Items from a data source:
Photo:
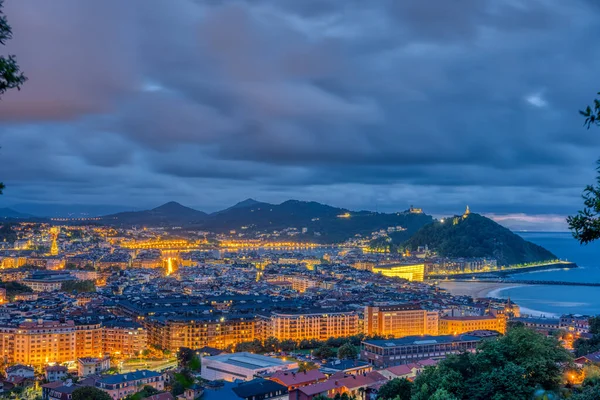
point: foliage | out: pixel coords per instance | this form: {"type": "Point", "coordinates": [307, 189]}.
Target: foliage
{"type": "Point", "coordinates": [147, 391]}
{"type": "Point", "coordinates": [307, 366]}
{"type": "Point", "coordinates": [78, 286]}
{"type": "Point", "coordinates": [324, 352]}
{"type": "Point", "coordinates": [586, 224]}
{"type": "Point", "coordinates": [592, 114]}
{"type": "Point", "coordinates": [512, 367]}
{"type": "Point", "coordinates": [587, 393]}
{"type": "Point", "coordinates": [395, 389]}
{"type": "Point", "coordinates": [343, 396]}
{"type": "Point", "coordinates": [478, 236]}
{"type": "Point", "coordinates": [586, 346]}
{"type": "Point", "coordinates": [10, 75]}
{"type": "Point", "coordinates": [185, 355]}
{"type": "Point", "coordinates": [89, 393]}
{"type": "Point", "coordinates": [347, 351]}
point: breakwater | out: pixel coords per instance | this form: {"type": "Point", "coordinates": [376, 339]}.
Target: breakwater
{"type": "Point", "coordinates": [506, 271]}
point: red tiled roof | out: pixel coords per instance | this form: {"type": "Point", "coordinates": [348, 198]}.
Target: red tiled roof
{"type": "Point", "coordinates": [298, 378]}
{"type": "Point", "coordinates": [160, 396]}
{"type": "Point", "coordinates": [321, 387]}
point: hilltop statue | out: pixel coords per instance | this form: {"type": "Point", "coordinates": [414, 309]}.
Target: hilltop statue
{"type": "Point", "coordinates": [467, 212]}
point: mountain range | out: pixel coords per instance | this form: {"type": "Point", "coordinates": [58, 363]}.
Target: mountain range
{"type": "Point", "coordinates": [471, 236]}
{"type": "Point", "coordinates": [478, 236]}
{"type": "Point", "coordinates": [319, 221]}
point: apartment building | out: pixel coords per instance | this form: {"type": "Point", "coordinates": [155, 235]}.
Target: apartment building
{"type": "Point", "coordinates": [399, 321]}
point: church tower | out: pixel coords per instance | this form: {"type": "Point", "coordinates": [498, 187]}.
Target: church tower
{"type": "Point", "coordinates": [467, 212]}
{"type": "Point", "coordinates": [54, 247]}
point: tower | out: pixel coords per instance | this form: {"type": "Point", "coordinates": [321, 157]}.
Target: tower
{"type": "Point", "coordinates": [54, 231]}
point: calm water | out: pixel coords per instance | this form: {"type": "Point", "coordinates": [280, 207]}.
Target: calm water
{"type": "Point", "coordinates": [561, 299]}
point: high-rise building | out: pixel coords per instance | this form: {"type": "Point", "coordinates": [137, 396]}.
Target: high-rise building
{"type": "Point", "coordinates": [411, 272]}
{"type": "Point", "coordinates": [196, 332]}
{"type": "Point", "coordinates": [123, 338]}
{"type": "Point", "coordinates": [319, 325]}
{"type": "Point", "coordinates": [459, 325]}
{"type": "Point", "coordinates": [399, 321]}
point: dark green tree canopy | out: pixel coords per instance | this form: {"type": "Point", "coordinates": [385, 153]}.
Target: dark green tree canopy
{"type": "Point", "coordinates": [89, 393]}
{"type": "Point", "coordinates": [512, 367]}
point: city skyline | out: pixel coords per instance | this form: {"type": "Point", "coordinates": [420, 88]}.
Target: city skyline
{"type": "Point", "coordinates": [370, 106]}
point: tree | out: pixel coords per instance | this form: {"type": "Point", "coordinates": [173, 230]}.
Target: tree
{"type": "Point", "coordinates": [586, 224]}
{"type": "Point", "coordinates": [89, 393]}
{"type": "Point", "coordinates": [587, 393]}
{"type": "Point", "coordinates": [306, 366]}
{"type": "Point", "coordinates": [185, 355]}
{"type": "Point", "coordinates": [10, 74]}
{"type": "Point", "coordinates": [271, 344]}
{"type": "Point", "coordinates": [324, 352]}
{"type": "Point", "coordinates": [347, 351]}
{"type": "Point", "coordinates": [396, 388]}
{"type": "Point", "coordinates": [147, 391]}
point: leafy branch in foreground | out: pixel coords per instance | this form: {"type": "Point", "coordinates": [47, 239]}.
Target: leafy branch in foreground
{"type": "Point", "coordinates": [586, 224]}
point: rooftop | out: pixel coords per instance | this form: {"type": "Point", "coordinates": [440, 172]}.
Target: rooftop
{"type": "Point", "coordinates": [248, 360]}
{"type": "Point", "coordinates": [420, 340]}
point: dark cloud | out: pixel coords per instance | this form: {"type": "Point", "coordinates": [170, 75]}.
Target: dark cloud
{"type": "Point", "coordinates": [375, 104]}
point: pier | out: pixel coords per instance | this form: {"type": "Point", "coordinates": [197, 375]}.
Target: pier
{"type": "Point", "coordinates": [526, 282]}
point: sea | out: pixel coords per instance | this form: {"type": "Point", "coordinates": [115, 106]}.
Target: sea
{"type": "Point", "coordinates": [552, 300]}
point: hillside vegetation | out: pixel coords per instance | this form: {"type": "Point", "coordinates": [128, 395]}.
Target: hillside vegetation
{"type": "Point", "coordinates": [478, 236]}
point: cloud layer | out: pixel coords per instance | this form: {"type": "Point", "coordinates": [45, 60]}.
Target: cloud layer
{"type": "Point", "coordinates": [376, 104]}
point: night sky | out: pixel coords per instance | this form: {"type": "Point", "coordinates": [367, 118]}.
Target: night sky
{"type": "Point", "coordinates": [373, 104]}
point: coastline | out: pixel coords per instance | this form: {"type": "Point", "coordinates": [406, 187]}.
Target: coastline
{"type": "Point", "coordinates": [490, 289]}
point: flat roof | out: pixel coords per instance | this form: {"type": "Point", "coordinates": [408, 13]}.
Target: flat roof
{"type": "Point", "coordinates": [422, 340]}
{"type": "Point", "coordinates": [249, 360]}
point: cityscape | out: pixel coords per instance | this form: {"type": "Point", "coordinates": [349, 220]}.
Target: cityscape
{"type": "Point", "coordinates": [299, 200]}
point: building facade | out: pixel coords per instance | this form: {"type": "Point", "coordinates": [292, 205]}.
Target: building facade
{"type": "Point", "coordinates": [318, 325]}
{"type": "Point", "coordinates": [459, 325]}
{"type": "Point", "coordinates": [390, 352]}
{"type": "Point", "coordinates": [399, 321]}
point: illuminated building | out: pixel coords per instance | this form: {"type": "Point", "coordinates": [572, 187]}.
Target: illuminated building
{"type": "Point", "coordinates": [467, 212]}
{"type": "Point", "coordinates": [411, 272]}
{"type": "Point", "coordinates": [311, 325]}
{"type": "Point", "coordinates": [415, 210]}
{"type": "Point", "coordinates": [196, 332]}
{"type": "Point", "coordinates": [244, 366]}
{"type": "Point", "coordinates": [458, 325]}
{"type": "Point", "coordinates": [119, 386]}
{"type": "Point", "coordinates": [47, 282]}
{"type": "Point", "coordinates": [92, 366]}
{"type": "Point", "coordinates": [54, 232]}
{"type": "Point", "coordinates": [39, 343]}
{"type": "Point", "coordinates": [123, 338]}
{"type": "Point", "coordinates": [399, 321]}
{"type": "Point", "coordinates": [88, 340]}
{"type": "Point", "coordinates": [390, 352]}
{"type": "Point", "coordinates": [299, 283]}
{"type": "Point", "coordinates": [364, 265]}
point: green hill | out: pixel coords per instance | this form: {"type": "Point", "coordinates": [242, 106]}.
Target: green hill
{"type": "Point", "coordinates": [478, 236]}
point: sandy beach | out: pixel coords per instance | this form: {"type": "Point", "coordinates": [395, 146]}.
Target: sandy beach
{"type": "Point", "coordinates": [476, 289]}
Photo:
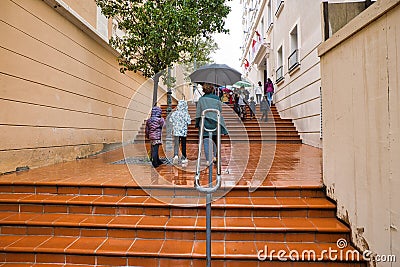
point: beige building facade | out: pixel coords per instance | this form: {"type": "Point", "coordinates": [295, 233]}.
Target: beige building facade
{"type": "Point", "coordinates": [62, 95]}
{"type": "Point", "coordinates": [360, 66]}
{"type": "Point", "coordinates": [280, 42]}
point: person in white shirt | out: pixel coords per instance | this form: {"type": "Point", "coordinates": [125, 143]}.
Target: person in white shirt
{"type": "Point", "coordinates": [258, 92]}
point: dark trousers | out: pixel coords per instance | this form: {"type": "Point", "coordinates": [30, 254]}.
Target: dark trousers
{"type": "Point", "coordinates": [155, 159]}
{"type": "Point", "coordinates": [207, 147]}
{"type": "Point", "coordinates": [182, 140]}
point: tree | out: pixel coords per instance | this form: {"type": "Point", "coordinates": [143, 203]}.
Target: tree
{"type": "Point", "coordinates": [161, 32]}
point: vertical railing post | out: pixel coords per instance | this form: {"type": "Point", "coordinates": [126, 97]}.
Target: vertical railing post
{"type": "Point", "coordinates": [211, 188]}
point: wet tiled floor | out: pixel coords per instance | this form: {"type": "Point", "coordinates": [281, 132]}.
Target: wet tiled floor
{"type": "Point", "coordinates": [280, 165]}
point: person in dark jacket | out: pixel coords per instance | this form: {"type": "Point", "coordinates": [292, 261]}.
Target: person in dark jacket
{"type": "Point", "coordinates": [264, 109]}
{"type": "Point", "coordinates": [153, 131]}
{"type": "Point", "coordinates": [207, 101]}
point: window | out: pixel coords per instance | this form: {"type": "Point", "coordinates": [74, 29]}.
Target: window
{"type": "Point", "coordinates": [279, 70]}
{"type": "Point", "coordinates": [102, 23]}
{"type": "Point", "coordinates": [279, 7]}
{"type": "Point", "coordinates": [269, 10]}
{"type": "Point", "coordinates": [293, 59]}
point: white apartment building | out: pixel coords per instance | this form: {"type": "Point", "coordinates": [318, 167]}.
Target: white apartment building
{"type": "Point", "coordinates": [280, 42]}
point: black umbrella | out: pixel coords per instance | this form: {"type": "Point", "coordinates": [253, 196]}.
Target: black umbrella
{"type": "Point", "coordinates": [217, 74]}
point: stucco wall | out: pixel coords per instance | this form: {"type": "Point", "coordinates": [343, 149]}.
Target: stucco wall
{"type": "Point", "coordinates": [61, 93]}
{"type": "Point", "coordinates": [297, 97]}
{"type": "Point", "coordinates": [361, 126]}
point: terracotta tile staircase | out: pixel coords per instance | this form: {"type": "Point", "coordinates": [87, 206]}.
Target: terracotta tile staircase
{"type": "Point", "coordinates": [91, 213]}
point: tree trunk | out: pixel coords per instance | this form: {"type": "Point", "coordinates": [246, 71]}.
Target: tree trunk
{"type": "Point", "coordinates": [156, 78]}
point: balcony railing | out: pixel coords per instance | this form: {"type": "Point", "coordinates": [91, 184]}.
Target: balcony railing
{"type": "Point", "coordinates": [293, 60]}
{"type": "Point", "coordinates": [279, 74]}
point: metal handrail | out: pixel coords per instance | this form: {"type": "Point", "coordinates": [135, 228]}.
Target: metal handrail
{"type": "Point", "coordinates": [210, 188]}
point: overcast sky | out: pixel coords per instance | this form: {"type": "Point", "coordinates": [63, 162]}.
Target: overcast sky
{"type": "Point", "coordinates": [229, 44]}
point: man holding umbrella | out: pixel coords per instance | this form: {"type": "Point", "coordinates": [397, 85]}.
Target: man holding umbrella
{"type": "Point", "coordinates": [210, 75]}
{"type": "Point", "coordinates": [207, 101]}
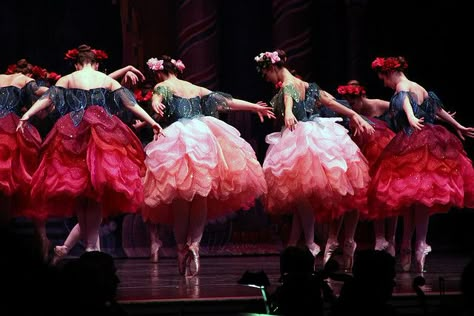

* **Work to complete**
Copy out only the lines from the one containing "point: balcony railing" through the final line of the items, switching "metal handrail" to "steel handrail" and leaving everything else unchanged. Omit the pictures from your copy.

* **Solution for this exercise**
point: balcony railing | out: pixel coords per instance | this form: {"type": "Point", "coordinates": [91, 184]}.
Target: balcony railing
{"type": "Point", "coordinates": [293, 60]}
{"type": "Point", "coordinates": [279, 74]}
point: steel handrail | out: pixel coords per instance | this form: {"type": "Point", "coordinates": [135, 228]}.
Target: steel handrail
{"type": "Point", "coordinates": [210, 188]}
point: overcast sky | out: pixel coords per instance | this form: {"type": "Point", "coordinates": [63, 162]}.
Target: overcast sky
{"type": "Point", "coordinates": [229, 44]}
point: man holding umbrella | out: pixel coords per instance | this form: {"type": "Point", "coordinates": [397, 85]}.
Target: man holding umbrella
{"type": "Point", "coordinates": [210, 75]}
{"type": "Point", "coordinates": [207, 101]}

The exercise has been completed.